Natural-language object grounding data
################

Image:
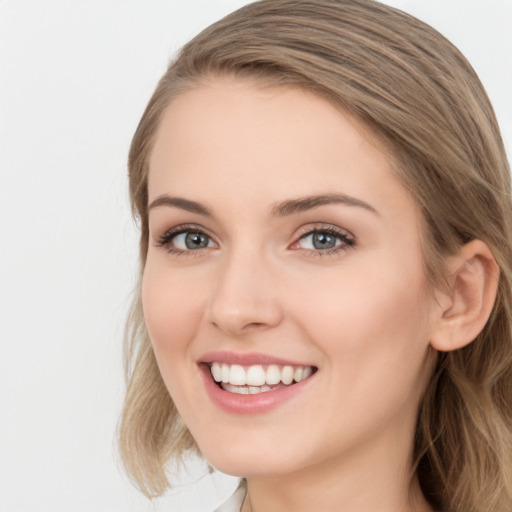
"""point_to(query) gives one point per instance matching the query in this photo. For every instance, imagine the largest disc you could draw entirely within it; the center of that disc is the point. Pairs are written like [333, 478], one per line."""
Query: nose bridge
[243, 298]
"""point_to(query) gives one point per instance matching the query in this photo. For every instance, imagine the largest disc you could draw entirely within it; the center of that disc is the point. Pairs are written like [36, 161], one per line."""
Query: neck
[377, 477]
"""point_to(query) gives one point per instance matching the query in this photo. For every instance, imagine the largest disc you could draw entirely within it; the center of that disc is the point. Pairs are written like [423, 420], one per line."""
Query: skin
[363, 315]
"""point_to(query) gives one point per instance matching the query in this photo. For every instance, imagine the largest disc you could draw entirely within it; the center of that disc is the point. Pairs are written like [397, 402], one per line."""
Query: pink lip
[251, 358]
[249, 404]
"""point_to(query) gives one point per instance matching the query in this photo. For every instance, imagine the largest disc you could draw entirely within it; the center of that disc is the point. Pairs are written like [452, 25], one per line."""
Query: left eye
[321, 240]
[190, 240]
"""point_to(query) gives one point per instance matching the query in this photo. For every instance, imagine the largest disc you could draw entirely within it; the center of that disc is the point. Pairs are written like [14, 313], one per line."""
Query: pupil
[196, 241]
[323, 241]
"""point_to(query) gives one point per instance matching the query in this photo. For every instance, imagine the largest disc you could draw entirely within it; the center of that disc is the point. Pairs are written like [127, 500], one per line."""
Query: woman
[325, 293]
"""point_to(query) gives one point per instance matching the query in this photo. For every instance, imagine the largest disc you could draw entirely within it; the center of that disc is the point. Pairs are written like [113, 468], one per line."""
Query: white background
[74, 79]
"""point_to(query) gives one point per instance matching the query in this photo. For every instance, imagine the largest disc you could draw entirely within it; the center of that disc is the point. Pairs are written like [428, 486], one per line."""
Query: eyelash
[166, 239]
[347, 240]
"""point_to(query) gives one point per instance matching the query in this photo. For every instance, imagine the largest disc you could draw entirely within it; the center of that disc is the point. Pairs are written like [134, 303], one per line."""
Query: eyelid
[346, 236]
[165, 239]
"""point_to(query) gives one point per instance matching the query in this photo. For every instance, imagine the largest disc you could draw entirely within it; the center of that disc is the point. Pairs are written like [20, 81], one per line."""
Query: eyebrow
[302, 204]
[282, 209]
[180, 202]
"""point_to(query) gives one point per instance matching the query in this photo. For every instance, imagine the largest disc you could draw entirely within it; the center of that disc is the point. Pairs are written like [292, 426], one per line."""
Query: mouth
[257, 379]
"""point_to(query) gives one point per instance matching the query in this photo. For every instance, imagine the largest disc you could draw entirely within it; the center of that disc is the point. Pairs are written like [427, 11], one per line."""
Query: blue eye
[320, 241]
[191, 240]
[185, 239]
[324, 240]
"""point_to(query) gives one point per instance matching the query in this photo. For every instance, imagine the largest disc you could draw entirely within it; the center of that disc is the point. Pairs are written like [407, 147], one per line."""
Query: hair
[419, 94]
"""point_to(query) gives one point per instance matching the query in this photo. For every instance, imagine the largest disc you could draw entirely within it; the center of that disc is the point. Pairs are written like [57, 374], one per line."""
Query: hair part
[419, 95]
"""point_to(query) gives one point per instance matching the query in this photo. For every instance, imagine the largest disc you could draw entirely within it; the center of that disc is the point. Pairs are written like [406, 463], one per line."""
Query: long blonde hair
[421, 96]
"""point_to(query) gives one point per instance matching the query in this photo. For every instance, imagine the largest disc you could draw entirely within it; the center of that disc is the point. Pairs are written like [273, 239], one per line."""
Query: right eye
[182, 240]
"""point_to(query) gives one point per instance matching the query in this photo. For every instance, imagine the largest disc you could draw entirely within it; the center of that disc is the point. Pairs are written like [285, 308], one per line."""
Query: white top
[234, 504]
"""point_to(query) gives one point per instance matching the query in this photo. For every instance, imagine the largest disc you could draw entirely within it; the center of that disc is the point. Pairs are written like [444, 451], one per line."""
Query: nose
[244, 298]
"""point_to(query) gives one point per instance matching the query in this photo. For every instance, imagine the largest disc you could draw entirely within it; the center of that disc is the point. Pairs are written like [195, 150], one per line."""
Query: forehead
[231, 134]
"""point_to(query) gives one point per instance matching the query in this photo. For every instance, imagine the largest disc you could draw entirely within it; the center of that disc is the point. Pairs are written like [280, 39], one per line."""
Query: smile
[254, 379]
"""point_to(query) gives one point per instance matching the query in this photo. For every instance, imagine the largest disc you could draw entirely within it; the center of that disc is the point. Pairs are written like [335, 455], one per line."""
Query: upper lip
[246, 359]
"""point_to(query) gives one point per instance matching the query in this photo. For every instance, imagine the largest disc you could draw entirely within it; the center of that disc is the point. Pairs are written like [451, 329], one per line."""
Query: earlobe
[464, 310]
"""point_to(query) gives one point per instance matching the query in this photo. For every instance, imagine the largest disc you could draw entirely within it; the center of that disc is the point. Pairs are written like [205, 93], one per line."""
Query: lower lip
[249, 404]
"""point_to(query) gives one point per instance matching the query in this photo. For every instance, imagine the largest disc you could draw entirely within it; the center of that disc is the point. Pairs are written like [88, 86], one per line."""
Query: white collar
[234, 504]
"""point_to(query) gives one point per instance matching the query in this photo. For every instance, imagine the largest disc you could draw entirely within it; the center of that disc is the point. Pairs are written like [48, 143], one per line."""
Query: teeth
[256, 377]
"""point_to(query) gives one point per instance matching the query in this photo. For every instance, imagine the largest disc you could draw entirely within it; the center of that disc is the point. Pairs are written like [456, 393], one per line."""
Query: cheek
[172, 305]
[370, 323]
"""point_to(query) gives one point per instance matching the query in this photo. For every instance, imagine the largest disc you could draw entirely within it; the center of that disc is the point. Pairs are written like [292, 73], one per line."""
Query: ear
[464, 309]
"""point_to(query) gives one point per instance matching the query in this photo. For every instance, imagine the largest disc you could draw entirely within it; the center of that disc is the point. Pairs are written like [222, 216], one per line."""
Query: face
[284, 258]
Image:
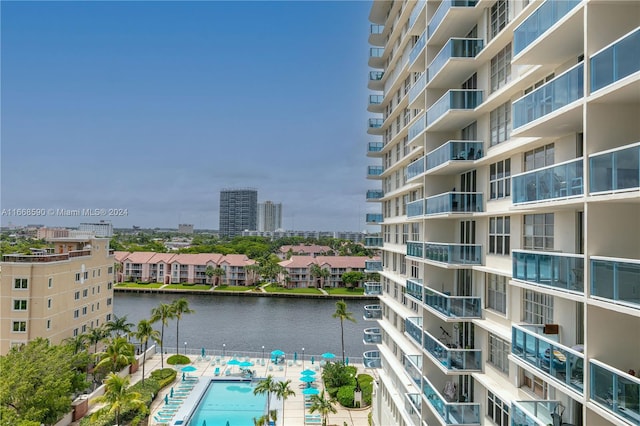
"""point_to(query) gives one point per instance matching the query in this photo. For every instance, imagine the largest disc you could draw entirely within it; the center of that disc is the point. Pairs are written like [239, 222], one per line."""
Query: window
[497, 293]
[19, 327]
[538, 308]
[500, 179]
[538, 231]
[20, 284]
[497, 410]
[500, 123]
[501, 68]
[499, 17]
[499, 231]
[498, 352]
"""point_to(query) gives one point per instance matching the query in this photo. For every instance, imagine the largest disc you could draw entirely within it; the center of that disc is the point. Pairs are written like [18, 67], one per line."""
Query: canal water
[245, 323]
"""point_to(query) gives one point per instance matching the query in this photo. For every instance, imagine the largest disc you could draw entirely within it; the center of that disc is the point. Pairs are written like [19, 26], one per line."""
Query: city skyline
[153, 108]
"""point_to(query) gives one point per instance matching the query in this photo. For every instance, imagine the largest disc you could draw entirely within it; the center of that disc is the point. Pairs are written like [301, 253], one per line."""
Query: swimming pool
[228, 401]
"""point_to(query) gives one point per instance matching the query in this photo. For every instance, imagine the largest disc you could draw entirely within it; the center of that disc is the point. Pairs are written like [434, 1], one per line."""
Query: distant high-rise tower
[269, 216]
[238, 211]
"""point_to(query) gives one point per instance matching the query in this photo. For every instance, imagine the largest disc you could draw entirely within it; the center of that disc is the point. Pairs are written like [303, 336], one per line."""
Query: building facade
[56, 294]
[507, 135]
[269, 216]
[238, 211]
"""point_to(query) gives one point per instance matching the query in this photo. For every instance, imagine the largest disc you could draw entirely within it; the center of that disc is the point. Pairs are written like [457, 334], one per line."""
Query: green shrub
[178, 359]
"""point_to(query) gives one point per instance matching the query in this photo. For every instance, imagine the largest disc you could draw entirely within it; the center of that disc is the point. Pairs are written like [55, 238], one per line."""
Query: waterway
[248, 323]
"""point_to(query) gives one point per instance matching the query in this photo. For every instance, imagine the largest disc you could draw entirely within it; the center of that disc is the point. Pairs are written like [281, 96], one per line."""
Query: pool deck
[294, 413]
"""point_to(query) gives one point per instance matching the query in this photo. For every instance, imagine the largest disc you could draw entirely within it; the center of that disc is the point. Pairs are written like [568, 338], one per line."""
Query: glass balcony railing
[455, 48]
[615, 170]
[417, 87]
[454, 202]
[615, 390]
[454, 151]
[375, 123]
[372, 289]
[415, 208]
[562, 271]
[376, 75]
[454, 254]
[617, 280]
[373, 265]
[558, 93]
[457, 99]
[550, 357]
[437, 17]
[418, 47]
[413, 367]
[375, 194]
[532, 413]
[371, 359]
[413, 327]
[616, 61]
[453, 306]
[372, 336]
[453, 359]
[416, 168]
[452, 413]
[552, 182]
[374, 217]
[539, 22]
[375, 147]
[372, 312]
[415, 289]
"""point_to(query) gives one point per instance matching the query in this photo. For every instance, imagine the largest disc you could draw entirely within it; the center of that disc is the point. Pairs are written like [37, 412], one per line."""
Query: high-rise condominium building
[508, 134]
[238, 211]
[56, 293]
[269, 216]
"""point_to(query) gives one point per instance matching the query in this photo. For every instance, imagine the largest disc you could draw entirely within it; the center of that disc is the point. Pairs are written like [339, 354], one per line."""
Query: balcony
[549, 357]
[562, 180]
[541, 20]
[616, 280]
[415, 289]
[371, 359]
[372, 336]
[455, 101]
[454, 254]
[413, 327]
[372, 312]
[374, 218]
[450, 358]
[416, 168]
[372, 289]
[533, 413]
[458, 50]
[453, 306]
[560, 271]
[451, 413]
[615, 391]
[552, 96]
[458, 152]
[616, 61]
[454, 202]
[615, 170]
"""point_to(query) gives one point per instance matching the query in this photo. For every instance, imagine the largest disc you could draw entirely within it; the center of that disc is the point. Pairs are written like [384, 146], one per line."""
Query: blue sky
[156, 106]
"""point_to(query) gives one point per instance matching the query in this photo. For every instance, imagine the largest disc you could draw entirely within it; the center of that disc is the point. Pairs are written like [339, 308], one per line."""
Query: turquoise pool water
[232, 402]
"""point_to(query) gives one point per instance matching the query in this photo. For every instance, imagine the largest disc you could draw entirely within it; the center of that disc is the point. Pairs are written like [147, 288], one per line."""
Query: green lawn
[275, 289]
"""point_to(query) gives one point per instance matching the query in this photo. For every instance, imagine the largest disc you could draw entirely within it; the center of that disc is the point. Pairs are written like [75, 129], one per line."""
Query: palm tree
[179, 307]
[342, 313]
[118, 396]
[323, 405]
[144, 333]
[162, 313]
[266, 385]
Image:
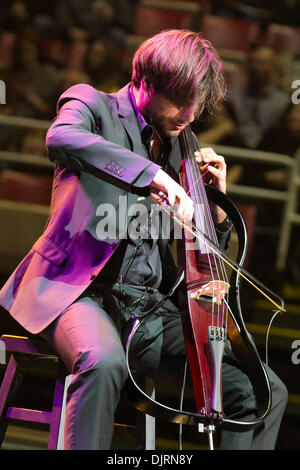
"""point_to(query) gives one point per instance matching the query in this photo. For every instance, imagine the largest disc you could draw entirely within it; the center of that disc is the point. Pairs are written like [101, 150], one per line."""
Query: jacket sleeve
[72, 141]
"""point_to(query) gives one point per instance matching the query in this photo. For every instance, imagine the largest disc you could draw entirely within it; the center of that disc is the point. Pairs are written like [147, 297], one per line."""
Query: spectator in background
[284, 138]
[34, 82]
[104, 67]
[254, 107]
[92, 19]
[33, 87]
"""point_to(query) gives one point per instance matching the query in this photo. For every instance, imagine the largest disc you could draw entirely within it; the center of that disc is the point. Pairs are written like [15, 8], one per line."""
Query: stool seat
[23, 350]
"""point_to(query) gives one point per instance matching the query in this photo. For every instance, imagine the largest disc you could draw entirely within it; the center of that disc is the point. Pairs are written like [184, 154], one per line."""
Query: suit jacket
[100, 162]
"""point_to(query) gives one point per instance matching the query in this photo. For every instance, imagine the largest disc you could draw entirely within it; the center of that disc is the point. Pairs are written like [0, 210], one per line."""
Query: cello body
[208, 333]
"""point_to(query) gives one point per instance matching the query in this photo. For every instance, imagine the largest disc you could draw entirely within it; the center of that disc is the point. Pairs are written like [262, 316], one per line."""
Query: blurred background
[46, 47]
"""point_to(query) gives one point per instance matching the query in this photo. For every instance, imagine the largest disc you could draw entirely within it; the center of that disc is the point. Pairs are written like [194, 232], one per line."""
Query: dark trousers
[90, 344]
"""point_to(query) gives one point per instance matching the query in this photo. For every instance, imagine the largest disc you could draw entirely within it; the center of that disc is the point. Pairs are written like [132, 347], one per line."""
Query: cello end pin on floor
[209, 429]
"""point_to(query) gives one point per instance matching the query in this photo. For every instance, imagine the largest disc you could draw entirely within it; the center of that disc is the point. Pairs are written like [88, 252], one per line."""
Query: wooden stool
[23, 350]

################

▶ **Work to complete**
Start at the line containing "[262, 316], one". Repeat it and each line after it, word for word, to the end of the records.

▶ **Task response**
"""point_to(query) gives one point per instance matching the query in this photo. For every instance, imagine the largest disc you could draw entirely within it; the center of that disc is the point. Pairs are written like [262, 316], one per line."""
Query: blurred background
[46, 47]
"""point_to(query) gives one point per instance matching the query in this photo. For every instance, imagine the largest disc you could draw entirely within it; the center of that disc is the point. Pairs are written like [194, 232], one per line."""
Query: dark trousers
[90, 344]
"""point_to(query) gives one point per instance matching the query in this photo. For every instance, imagine the largest disc you could draw entirely within it; the center of that disc is the point. Pairs are written like [132, 347], one per line."""
Query: cello end pin on floor
[209, 429]
"""point_to(query) gives one point per instance matching the query in this photo. For every instance, imagine the largest disc you could draw entirely within it; the center of that disc is the point. Pairs are written like [88, 252], one per line."""
Query: wooden stool
[23, 350]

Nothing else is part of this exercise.